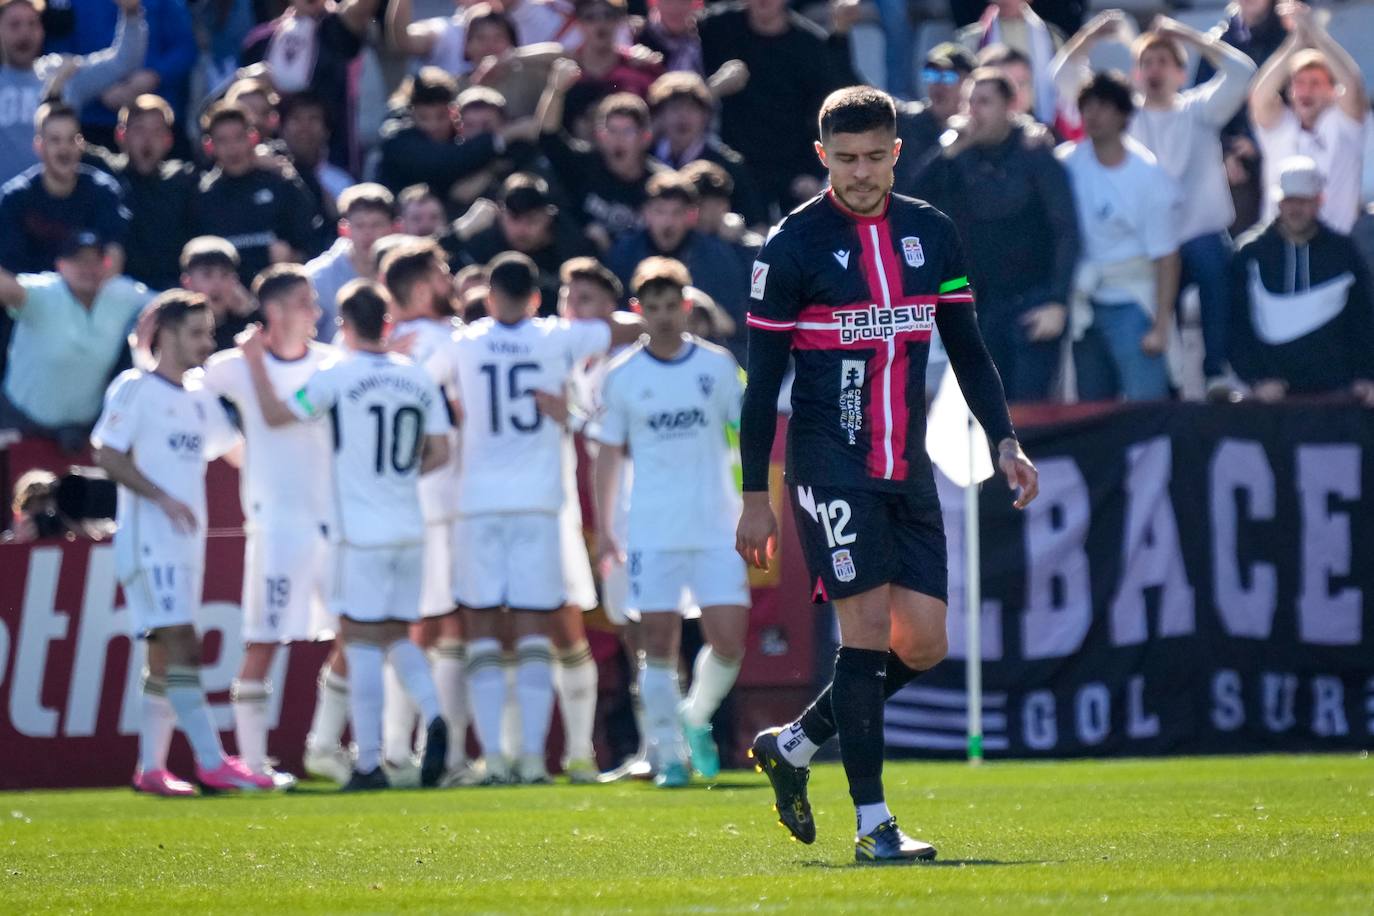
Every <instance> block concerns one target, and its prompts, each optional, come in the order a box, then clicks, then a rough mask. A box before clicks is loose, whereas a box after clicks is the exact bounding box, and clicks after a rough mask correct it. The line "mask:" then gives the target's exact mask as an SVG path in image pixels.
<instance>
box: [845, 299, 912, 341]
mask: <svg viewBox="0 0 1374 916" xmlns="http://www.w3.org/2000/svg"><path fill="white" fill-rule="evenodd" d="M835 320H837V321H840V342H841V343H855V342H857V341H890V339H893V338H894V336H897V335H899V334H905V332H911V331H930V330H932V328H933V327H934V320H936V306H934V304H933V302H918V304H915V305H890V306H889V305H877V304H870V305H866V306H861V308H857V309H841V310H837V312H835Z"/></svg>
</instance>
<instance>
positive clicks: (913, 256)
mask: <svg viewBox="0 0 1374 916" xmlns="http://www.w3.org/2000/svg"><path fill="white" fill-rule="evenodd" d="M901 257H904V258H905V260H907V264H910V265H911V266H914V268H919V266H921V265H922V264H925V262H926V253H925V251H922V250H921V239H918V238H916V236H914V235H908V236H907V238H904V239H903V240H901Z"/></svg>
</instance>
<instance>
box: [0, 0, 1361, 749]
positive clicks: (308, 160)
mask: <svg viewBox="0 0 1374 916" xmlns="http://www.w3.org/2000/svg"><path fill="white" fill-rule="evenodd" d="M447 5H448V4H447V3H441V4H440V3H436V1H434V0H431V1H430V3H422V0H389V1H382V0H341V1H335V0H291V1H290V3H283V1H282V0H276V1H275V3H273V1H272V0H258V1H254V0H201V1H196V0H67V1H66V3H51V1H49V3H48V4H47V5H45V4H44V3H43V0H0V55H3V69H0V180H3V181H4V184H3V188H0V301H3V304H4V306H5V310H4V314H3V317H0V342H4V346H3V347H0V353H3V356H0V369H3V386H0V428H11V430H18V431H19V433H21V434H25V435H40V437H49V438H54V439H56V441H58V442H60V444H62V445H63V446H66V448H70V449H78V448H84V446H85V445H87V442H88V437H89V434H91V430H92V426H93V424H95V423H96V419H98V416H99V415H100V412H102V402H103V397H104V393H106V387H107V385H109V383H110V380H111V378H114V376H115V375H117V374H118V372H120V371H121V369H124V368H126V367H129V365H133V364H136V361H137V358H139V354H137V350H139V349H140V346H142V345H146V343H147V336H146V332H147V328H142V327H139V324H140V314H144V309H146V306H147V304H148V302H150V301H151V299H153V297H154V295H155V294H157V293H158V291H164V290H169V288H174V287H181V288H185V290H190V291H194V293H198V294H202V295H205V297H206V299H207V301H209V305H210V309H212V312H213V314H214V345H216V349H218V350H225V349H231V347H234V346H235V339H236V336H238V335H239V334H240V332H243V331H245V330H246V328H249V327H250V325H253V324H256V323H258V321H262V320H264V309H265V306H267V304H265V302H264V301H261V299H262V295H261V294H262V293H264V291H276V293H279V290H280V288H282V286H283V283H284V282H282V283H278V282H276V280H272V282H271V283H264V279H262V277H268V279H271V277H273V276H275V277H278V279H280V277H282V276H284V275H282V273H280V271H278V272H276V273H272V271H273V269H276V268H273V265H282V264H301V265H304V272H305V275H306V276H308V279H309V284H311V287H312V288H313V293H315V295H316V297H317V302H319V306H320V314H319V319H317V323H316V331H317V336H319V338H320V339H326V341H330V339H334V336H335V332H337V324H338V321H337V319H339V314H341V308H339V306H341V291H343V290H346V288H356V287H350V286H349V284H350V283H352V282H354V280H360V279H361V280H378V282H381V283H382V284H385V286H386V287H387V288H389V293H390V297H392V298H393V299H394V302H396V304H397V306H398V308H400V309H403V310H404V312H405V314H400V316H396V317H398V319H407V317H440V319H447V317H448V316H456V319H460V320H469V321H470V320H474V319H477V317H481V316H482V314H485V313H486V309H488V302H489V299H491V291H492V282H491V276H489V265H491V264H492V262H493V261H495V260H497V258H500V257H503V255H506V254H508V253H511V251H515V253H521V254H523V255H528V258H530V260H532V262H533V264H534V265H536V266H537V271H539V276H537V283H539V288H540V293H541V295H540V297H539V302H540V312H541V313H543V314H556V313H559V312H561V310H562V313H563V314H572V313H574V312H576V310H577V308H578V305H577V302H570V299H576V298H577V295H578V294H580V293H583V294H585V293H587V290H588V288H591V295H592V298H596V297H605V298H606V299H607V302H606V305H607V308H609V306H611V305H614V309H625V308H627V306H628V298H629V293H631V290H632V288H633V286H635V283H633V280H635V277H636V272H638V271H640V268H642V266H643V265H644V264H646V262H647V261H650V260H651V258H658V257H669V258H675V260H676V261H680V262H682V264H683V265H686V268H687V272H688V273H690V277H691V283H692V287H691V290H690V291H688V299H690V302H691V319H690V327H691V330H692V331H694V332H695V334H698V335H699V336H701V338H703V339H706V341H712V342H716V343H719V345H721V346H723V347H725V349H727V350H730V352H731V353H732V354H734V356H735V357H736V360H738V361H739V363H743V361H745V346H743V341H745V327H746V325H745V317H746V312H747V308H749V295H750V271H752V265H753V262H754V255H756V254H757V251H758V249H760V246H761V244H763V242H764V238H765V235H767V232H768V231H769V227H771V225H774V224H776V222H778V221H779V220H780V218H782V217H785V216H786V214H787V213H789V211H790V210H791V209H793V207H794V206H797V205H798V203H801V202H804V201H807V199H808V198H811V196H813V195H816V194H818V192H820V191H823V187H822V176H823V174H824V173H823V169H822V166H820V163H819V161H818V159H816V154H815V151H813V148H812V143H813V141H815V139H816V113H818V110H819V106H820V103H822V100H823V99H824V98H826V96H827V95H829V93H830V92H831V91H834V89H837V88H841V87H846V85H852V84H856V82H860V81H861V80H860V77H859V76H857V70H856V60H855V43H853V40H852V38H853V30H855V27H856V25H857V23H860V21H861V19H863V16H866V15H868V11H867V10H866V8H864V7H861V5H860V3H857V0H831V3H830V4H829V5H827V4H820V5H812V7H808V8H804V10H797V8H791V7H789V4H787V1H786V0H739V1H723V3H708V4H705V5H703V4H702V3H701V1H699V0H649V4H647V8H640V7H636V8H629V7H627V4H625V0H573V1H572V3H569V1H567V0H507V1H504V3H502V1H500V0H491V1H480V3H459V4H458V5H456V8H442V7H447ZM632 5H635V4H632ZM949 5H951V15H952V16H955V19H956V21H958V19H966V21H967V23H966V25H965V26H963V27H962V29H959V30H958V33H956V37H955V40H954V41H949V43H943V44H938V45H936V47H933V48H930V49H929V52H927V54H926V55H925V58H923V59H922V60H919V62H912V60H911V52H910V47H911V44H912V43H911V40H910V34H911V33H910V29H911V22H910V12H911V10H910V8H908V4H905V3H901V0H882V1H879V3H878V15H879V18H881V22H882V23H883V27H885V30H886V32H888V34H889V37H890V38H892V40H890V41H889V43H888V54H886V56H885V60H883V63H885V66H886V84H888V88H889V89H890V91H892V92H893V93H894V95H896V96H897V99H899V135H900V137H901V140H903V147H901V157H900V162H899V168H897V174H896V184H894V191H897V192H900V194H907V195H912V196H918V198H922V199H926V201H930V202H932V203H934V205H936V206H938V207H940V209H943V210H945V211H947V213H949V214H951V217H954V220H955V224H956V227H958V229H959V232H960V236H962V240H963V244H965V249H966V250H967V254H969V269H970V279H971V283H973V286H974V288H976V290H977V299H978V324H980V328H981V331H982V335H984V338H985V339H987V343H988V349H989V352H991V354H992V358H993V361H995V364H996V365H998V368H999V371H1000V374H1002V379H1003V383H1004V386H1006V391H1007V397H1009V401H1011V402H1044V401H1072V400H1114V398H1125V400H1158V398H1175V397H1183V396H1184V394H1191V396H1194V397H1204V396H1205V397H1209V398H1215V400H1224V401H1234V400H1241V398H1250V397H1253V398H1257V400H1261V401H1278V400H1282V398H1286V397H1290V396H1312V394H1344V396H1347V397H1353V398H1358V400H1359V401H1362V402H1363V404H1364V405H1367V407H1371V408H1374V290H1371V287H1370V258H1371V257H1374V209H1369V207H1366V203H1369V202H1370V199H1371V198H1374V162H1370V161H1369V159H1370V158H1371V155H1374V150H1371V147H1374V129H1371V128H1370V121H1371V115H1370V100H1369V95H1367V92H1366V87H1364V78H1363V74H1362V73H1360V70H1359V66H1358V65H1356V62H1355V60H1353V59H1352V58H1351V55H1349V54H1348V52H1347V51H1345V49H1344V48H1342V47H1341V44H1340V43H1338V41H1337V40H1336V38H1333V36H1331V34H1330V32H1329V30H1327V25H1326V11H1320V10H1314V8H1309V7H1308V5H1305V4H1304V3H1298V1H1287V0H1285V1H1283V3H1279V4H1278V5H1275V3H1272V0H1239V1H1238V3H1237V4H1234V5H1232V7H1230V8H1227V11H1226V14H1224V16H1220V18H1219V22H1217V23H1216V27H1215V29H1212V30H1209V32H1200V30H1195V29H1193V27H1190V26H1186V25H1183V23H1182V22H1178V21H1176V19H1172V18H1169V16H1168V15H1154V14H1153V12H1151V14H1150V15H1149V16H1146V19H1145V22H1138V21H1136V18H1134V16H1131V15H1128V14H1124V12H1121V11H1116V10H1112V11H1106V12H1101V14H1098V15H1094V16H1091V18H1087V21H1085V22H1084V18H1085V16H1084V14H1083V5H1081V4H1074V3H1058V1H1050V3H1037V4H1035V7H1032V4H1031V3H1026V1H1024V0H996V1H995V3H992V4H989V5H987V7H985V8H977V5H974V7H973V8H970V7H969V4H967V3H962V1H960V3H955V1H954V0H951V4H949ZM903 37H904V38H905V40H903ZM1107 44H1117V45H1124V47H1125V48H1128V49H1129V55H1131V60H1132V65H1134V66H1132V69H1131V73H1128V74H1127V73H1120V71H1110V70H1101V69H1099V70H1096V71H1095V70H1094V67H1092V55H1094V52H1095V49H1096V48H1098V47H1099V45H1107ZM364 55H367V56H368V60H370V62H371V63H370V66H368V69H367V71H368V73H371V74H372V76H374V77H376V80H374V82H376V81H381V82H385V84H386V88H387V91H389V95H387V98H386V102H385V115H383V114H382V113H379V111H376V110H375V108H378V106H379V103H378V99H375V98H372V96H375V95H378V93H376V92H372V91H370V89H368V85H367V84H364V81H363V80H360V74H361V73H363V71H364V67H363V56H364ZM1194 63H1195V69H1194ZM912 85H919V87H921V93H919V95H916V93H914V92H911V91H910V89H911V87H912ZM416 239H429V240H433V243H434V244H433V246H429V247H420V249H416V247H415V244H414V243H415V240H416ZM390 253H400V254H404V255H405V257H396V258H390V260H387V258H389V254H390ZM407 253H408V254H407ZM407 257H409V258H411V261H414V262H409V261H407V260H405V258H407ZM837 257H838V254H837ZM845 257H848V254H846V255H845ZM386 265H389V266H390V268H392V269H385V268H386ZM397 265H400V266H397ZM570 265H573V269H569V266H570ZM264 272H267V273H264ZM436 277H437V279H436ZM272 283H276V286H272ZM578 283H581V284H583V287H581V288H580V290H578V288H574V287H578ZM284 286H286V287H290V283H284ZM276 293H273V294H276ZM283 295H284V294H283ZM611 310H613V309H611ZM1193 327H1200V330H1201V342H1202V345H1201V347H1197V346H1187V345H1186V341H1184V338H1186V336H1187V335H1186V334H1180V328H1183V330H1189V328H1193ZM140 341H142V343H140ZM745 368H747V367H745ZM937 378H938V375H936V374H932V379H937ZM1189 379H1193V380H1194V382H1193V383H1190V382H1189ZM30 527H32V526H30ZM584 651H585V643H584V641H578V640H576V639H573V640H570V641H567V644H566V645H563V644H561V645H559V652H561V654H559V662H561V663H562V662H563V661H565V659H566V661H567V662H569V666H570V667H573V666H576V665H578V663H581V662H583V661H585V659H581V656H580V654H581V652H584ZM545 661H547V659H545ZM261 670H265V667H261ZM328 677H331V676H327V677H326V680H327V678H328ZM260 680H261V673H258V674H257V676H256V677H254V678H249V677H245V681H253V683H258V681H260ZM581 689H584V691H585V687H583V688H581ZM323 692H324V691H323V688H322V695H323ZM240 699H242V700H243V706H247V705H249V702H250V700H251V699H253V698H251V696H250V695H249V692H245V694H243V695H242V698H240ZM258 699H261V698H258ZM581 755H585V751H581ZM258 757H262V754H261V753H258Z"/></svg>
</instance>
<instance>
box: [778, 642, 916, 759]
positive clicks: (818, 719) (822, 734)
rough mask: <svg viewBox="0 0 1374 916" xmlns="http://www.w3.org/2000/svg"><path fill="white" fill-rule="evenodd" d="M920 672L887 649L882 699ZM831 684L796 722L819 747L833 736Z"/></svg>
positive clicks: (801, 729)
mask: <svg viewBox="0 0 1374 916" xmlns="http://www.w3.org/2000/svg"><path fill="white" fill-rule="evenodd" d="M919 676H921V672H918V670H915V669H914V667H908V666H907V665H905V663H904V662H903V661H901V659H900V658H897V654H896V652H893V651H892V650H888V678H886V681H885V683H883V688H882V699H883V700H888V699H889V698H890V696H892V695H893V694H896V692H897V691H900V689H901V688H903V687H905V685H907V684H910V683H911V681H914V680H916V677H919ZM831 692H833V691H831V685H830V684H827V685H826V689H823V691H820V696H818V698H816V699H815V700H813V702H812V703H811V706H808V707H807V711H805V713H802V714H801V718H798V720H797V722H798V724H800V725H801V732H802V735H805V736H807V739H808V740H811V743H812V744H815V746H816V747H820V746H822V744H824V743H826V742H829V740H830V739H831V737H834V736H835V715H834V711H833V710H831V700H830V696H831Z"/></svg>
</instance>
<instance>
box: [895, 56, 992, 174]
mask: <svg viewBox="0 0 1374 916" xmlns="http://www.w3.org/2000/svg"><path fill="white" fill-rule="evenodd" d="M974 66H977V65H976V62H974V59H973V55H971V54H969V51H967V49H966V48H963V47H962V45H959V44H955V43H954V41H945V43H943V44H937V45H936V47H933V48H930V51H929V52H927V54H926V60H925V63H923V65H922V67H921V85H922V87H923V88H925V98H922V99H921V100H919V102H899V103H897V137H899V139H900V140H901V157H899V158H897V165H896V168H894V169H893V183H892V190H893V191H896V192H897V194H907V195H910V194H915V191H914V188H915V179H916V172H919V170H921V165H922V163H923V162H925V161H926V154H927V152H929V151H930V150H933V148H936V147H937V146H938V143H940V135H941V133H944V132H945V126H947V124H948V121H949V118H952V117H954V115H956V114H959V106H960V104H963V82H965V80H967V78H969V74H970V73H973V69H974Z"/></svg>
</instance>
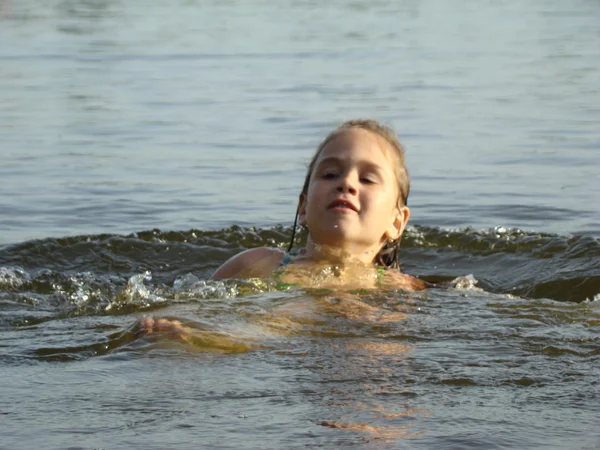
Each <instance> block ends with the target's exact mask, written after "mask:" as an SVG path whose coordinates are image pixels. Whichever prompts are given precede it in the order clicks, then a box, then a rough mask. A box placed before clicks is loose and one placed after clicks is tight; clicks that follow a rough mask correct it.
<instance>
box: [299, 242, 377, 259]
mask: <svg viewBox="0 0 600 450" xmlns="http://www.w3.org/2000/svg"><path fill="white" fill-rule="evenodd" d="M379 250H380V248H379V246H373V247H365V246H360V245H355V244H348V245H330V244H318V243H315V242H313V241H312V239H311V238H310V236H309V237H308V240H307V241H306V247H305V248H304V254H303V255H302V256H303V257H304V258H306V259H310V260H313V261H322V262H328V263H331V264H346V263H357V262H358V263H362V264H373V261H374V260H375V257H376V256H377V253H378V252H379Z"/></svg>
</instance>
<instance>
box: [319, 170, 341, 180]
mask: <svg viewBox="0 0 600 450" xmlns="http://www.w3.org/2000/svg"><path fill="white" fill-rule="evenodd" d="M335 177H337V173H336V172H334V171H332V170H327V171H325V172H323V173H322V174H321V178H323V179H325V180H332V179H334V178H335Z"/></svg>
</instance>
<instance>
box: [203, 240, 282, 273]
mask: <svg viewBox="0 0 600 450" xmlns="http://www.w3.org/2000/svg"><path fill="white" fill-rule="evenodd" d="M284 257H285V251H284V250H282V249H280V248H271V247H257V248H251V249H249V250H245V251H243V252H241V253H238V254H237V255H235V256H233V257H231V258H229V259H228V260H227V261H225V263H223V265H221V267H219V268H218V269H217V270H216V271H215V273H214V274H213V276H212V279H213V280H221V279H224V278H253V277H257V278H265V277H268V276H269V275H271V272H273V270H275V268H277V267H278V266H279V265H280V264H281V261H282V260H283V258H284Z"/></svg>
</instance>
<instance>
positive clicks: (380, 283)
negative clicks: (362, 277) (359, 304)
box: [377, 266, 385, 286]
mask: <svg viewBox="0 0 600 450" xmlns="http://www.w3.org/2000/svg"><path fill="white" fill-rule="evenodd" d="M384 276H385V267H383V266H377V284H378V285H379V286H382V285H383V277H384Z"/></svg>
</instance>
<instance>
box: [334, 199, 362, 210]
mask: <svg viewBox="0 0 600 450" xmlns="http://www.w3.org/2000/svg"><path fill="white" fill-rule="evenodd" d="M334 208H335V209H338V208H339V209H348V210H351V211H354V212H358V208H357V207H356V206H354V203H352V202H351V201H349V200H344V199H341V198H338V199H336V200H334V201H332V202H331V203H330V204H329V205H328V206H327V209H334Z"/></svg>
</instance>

> _Goal of the exercise_
Please retype the stretch of the records from their start through the line containing "positive clicks: (308, 160)", both ends included, leaving out the pictures.

> _Exercise response_
Every <instance> block concerns one target, and its prompts, each optional, come in the order a box, then clicks, then a rough mask. A box before clicks is loose, whereas a box after clicks is the exact bounding box, and clicks after a rough mask correct it. The line "mask:" then gives the target's exact mask as an SVG path in image pixels.
<instance>
box: [845, 299, 912, 341]
mask: <svg viewBox="0 0 1374 916" xmlns="http://www.w3.org/2000/svg"><path fill="white" fill-rule="evenodd" d="M835 320H837V321H840V342H841V343H855V342H857V341H890V339H893V338H894V336H897V335H899V334H905V332H911V331H930V330H932V328H933V327H934V320H936V306H934V304H933V302H918V304H915V305H890V306H889V305H877V304H870V305H866V306H861V308H857V309H841V310H837V312H835Z"/></svg>
</instance>
<instance>
positive clicks: (913, 256)
mask: <svg viewBox="0 0 1374 916" xmlns="http://www.w3.org/2000/svg"><path fill="white" fill-rule="evenodd" d="M901 257H904V258H905V260H907V264H910V265H911V266H914V268H919V266H921V265H922V264H925V262H926V253H925V251H922V250H921V239H918V238H916V236H914V235H908V236H907V238H904V239H903V240H901Z"/></svg>
</instance>
<instance>
box: [0, 0, 1361, 749]
positive clicks: (308, 160)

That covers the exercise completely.